- **PROBLEM DESCRIPTION**: Reproduce only the lines from the line containing "the form [422,267]." to the end of the entries below, including both of those lines.

- **DATA ROWS**:
──────────────────────────────

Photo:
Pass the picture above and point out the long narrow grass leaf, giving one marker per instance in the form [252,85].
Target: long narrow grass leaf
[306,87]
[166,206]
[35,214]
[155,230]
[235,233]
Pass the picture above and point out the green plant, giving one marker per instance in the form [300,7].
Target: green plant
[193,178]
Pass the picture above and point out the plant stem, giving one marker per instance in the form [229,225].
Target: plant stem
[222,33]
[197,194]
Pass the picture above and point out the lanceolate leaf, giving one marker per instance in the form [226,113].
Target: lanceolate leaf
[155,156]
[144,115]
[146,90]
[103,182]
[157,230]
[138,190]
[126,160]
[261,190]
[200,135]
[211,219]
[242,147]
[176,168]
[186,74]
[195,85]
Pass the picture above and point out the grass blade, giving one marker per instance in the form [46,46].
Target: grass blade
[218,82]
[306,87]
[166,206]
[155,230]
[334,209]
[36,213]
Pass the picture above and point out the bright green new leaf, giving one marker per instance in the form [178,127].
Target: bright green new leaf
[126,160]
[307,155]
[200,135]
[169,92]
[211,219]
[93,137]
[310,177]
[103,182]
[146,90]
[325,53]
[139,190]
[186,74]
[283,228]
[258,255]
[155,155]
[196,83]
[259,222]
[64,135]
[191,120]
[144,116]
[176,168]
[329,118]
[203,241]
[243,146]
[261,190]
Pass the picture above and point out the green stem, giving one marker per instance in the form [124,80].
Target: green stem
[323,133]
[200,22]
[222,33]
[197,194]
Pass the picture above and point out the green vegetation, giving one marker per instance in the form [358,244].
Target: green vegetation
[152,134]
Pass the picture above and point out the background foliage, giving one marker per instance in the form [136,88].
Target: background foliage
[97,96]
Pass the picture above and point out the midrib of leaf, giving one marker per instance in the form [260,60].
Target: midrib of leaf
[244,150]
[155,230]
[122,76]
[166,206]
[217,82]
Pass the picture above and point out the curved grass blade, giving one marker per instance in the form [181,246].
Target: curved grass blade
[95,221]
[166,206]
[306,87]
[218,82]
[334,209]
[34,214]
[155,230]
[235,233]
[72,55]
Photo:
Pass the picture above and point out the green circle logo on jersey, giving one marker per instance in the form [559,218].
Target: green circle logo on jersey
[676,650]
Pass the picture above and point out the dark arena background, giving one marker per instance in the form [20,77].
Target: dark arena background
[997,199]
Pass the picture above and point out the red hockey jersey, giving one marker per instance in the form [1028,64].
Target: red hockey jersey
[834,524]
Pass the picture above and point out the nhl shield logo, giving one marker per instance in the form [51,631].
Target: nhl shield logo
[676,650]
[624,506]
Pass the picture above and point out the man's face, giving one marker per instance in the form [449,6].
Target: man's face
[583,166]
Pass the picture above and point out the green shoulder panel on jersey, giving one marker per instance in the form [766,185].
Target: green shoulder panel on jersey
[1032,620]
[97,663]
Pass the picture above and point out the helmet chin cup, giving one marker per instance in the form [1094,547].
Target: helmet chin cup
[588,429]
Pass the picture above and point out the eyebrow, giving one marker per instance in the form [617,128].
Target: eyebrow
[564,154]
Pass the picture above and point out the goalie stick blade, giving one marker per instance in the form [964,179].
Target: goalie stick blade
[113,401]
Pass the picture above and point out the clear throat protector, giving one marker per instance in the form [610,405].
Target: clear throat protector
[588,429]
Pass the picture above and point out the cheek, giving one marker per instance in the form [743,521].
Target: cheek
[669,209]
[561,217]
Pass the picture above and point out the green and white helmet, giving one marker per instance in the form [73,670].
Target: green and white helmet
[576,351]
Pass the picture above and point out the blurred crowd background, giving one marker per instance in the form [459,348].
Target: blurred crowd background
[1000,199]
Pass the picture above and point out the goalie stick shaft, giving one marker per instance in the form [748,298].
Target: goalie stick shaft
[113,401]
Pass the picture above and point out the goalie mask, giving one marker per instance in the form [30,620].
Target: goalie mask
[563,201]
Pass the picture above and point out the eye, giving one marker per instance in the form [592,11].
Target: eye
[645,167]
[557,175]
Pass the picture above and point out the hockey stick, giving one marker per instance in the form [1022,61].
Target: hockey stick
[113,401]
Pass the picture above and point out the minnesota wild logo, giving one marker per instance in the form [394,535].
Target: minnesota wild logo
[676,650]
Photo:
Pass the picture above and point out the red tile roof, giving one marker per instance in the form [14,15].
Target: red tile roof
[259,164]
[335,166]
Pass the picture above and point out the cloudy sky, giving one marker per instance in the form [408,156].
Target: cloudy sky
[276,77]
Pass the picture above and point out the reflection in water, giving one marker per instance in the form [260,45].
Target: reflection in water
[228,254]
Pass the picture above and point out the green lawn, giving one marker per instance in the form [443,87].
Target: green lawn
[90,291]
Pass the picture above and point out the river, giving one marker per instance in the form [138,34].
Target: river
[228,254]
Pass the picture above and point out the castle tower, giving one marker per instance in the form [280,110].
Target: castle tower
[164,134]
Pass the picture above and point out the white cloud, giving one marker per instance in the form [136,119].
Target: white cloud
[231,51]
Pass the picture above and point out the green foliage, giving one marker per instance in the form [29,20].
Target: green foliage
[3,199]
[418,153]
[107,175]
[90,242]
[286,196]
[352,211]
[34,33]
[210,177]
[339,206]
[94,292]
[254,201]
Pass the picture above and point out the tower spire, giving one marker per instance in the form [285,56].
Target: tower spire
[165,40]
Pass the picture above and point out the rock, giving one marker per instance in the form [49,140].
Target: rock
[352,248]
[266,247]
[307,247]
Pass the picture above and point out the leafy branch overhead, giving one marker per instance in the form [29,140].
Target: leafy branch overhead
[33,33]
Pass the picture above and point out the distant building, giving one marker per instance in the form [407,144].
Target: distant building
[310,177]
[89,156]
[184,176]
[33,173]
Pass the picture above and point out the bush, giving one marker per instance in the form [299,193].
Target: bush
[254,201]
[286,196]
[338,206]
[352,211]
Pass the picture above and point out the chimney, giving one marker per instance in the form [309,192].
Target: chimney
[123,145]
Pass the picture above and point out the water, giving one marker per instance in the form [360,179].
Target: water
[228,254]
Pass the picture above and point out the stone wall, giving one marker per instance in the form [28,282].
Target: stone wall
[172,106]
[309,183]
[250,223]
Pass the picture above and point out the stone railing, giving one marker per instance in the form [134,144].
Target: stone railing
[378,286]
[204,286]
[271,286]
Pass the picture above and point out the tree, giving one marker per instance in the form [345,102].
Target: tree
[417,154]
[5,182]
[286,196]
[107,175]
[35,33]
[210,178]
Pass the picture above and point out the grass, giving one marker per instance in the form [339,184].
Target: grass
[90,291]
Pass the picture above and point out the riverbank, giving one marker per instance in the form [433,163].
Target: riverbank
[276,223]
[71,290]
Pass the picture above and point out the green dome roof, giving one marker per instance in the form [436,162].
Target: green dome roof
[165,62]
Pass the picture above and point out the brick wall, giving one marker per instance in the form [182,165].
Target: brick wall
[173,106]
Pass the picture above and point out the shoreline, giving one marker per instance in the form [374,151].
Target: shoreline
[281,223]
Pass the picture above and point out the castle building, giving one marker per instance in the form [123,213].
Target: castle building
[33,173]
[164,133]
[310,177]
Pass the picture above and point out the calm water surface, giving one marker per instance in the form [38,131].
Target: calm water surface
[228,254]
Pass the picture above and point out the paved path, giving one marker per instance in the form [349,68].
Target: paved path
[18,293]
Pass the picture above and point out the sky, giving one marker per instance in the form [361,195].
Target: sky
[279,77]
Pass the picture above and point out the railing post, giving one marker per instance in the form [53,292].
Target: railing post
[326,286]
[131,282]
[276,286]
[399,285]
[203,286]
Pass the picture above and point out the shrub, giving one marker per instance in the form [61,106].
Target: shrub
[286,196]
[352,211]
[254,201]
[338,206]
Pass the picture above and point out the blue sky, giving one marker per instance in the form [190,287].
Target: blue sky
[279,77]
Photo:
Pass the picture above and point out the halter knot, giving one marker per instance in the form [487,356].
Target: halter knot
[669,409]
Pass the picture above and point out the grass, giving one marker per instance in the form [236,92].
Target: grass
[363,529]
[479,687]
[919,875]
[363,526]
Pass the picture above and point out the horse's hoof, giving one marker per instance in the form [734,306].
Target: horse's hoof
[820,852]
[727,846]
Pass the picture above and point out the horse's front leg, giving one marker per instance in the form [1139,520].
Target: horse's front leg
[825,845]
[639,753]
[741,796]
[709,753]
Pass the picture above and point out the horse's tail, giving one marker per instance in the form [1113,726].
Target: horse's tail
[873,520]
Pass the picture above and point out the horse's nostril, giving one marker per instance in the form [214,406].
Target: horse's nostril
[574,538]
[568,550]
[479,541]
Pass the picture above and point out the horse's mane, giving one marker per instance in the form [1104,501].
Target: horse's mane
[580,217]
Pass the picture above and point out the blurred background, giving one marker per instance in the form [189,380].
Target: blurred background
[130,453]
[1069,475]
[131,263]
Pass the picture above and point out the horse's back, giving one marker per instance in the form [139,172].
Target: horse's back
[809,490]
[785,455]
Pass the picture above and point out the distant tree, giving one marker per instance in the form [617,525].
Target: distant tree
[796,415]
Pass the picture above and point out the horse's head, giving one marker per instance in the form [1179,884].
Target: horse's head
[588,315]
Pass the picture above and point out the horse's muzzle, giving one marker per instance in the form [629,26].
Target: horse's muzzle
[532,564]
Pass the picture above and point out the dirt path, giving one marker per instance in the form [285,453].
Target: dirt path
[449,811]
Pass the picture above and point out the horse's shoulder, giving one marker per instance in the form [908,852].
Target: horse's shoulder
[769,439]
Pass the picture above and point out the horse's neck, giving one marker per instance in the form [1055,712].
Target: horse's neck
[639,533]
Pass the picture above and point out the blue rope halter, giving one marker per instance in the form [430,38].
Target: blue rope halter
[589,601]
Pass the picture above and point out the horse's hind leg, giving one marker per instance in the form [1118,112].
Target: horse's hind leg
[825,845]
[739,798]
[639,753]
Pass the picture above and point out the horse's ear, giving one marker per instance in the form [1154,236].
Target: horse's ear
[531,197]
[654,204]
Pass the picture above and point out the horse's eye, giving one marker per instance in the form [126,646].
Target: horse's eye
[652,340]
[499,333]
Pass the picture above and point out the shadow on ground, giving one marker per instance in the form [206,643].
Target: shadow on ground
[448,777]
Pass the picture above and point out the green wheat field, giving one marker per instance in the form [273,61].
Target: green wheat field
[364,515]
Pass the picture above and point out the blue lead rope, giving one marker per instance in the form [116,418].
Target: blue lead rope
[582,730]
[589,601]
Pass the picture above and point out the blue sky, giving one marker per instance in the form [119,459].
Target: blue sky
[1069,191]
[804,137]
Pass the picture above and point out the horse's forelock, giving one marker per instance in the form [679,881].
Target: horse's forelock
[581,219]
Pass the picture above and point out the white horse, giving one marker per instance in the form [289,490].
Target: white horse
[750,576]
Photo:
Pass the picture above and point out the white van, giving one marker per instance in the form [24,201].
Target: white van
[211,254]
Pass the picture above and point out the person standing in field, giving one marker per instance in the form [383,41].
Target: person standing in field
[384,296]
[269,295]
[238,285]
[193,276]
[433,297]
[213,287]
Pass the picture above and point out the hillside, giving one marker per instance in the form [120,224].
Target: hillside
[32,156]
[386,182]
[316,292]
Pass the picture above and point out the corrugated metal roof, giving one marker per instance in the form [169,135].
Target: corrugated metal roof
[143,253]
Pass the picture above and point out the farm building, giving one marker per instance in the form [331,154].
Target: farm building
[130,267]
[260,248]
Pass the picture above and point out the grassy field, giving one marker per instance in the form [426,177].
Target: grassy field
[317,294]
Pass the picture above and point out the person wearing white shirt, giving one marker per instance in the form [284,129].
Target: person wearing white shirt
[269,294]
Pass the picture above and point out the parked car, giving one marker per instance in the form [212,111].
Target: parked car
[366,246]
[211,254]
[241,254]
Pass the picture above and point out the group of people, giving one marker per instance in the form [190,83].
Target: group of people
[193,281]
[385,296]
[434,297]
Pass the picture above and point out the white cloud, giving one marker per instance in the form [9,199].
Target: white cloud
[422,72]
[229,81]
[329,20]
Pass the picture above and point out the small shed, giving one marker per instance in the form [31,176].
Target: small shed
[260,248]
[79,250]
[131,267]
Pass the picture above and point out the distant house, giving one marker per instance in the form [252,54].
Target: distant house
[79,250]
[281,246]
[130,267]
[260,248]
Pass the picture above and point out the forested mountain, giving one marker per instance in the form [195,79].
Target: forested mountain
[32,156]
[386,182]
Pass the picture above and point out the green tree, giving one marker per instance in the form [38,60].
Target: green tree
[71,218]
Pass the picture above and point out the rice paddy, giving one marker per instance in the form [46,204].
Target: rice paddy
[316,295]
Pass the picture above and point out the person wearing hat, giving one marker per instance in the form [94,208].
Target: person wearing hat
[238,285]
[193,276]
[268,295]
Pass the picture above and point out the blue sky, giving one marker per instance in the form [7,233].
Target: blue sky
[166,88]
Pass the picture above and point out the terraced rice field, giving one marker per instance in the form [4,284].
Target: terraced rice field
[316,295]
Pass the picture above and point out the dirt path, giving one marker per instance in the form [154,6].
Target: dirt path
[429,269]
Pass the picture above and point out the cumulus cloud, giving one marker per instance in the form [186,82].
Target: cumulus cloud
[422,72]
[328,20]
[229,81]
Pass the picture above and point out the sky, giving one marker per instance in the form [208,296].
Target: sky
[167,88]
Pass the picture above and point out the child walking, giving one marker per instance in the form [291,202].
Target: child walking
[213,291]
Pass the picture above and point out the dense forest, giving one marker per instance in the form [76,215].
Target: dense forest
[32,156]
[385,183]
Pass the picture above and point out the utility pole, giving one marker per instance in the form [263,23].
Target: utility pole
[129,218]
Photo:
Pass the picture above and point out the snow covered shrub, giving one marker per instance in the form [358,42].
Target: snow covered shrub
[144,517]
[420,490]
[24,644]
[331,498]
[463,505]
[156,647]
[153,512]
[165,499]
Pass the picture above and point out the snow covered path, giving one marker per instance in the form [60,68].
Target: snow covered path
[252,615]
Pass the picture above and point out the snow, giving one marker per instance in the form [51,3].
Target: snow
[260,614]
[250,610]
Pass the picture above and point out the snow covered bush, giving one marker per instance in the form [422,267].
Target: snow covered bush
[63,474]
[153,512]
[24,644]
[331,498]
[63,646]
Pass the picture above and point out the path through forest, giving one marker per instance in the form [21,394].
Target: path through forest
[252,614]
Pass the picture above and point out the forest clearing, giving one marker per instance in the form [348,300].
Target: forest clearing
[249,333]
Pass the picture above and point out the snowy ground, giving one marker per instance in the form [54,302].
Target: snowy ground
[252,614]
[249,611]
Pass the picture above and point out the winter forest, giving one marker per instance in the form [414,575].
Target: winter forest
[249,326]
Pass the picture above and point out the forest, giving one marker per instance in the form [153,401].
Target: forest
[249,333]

──────────────────────────────

- **TASK ANSWER**:
Pass the picture above and point out the snow covered bush, giving one marker per instance in the form [422,267].
Target: snow covered bush
[63,474]
[153,512]
[24,644]
[331,498]
[63,646]
Pass the picture above and point out the path through forest, giving one marker per instance in the form [21,394].
Target: path through forest
[252,614]
Pass the picture above and point out the forest clearing, giving one marker per instance in the form [348,300].
Target: forest clearing
[249,333]
Pass the picture above and point out the snowy ground, giving one marker per instance in the form [54,302].
Target: snowy ground
[252,614]
[249,611]
Pass the picture above and point out the winter forest, giving one marker per instance in the form [414,575].
Target: winter forest
[249,326]
Pass the picture above and point out the forest, giving one marker per instance in the form [153,401].
Target: forest
[249,333]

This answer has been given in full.